[Collection entries]

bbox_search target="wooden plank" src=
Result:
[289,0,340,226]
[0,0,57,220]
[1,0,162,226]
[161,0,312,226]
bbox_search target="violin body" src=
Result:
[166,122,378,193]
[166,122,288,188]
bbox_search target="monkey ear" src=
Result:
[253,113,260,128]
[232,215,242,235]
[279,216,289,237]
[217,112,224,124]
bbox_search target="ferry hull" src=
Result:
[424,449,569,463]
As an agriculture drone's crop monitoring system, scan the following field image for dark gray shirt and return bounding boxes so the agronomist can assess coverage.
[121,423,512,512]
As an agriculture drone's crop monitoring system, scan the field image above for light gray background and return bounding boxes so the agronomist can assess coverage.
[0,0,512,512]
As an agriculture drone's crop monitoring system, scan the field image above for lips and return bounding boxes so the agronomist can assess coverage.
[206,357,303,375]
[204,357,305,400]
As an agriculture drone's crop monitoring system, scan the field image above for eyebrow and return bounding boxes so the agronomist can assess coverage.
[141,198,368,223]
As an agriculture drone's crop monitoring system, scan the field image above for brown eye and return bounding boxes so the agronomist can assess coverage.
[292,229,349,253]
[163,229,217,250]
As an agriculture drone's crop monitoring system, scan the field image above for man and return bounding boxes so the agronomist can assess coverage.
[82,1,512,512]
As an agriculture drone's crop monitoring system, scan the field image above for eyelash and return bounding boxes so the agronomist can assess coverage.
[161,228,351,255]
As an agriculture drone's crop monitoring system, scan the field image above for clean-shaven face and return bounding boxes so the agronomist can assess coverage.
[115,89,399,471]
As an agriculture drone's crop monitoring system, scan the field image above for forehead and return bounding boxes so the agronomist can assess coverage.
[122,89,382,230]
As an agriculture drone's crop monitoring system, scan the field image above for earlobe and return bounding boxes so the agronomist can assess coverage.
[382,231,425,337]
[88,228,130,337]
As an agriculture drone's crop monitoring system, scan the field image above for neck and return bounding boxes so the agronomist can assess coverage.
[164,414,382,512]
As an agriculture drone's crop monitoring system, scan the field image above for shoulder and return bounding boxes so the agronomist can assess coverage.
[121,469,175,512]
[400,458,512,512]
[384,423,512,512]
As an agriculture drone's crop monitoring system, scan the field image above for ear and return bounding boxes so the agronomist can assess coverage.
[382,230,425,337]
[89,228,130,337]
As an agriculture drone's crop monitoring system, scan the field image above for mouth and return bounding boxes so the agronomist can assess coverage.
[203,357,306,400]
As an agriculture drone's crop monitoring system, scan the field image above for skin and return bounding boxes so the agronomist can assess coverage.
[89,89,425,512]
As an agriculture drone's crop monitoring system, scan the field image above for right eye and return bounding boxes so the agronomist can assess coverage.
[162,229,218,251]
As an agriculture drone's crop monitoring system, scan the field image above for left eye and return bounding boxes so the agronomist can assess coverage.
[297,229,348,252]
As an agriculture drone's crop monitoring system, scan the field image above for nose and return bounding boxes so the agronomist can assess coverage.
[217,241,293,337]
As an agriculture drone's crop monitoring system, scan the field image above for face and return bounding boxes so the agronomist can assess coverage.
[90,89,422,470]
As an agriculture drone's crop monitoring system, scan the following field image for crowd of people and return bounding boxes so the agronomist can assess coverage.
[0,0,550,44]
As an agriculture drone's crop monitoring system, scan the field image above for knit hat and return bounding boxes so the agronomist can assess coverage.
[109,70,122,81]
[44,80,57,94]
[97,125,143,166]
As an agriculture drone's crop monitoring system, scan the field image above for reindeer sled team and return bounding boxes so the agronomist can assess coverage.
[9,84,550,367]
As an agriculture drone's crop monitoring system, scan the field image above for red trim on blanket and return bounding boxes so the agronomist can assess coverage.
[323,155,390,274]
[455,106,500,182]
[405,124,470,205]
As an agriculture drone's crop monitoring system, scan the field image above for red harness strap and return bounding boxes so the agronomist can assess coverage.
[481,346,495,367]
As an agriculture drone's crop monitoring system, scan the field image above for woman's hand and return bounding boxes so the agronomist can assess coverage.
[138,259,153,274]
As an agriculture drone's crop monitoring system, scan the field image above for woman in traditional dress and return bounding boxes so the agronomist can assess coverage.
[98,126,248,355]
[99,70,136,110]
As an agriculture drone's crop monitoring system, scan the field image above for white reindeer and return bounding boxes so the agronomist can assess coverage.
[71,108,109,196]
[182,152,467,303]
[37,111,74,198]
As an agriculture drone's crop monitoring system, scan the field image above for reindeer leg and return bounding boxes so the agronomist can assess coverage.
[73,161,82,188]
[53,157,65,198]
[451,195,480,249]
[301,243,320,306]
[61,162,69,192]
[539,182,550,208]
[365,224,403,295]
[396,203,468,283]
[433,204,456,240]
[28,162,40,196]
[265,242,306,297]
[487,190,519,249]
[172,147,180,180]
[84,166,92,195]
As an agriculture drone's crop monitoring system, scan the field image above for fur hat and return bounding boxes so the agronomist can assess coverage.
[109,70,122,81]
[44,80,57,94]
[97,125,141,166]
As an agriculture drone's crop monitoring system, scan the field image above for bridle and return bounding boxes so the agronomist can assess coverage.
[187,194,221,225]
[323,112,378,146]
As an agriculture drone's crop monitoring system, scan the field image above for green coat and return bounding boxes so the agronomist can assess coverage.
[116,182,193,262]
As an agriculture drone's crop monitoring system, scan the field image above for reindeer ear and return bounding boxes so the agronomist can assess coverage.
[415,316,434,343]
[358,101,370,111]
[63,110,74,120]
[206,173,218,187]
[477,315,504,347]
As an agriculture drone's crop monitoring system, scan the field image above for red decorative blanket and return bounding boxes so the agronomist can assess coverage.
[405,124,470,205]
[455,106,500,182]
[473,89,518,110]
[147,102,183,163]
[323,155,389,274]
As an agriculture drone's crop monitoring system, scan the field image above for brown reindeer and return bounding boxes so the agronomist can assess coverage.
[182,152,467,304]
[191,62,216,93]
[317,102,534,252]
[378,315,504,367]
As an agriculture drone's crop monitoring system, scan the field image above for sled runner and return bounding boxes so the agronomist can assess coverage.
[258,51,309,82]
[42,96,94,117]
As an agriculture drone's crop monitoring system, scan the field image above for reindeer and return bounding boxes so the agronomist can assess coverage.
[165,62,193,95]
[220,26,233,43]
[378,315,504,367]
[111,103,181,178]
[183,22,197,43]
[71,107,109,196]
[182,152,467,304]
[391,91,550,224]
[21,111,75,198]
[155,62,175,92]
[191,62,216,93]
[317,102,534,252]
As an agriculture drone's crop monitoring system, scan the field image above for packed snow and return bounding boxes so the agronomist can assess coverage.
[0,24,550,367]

§ **WORK REQUIRED**
Please rewrite everything from the line containing "above for skin" down to the line containing "[217,241,293,337]", requests included, and raise every bounding-box coordinate in the answers by 120.

§ **RESPONSE**
As an agriculture drone's crop monitoring system, scan the field image above for skin and return bounding boxes so the agronomist can assess coverage.
[209,209,545,632]
As an agriculture drone's crop monitoring system, scan the field image above for right eye and return bounding boxes so the agronomist can assess coverage.
[282,349,338,371]
As an agriculture drone's crop monitoring system, scan the field image above for left eye and return bounding boxes so the agronomist can assess coverage.
[417,349,468,372]
As an agriculture drone's crop monitoring system, scan the field image above for nose and return bounding boxes so the agronomist can assess coverage.
[337,361,413,457]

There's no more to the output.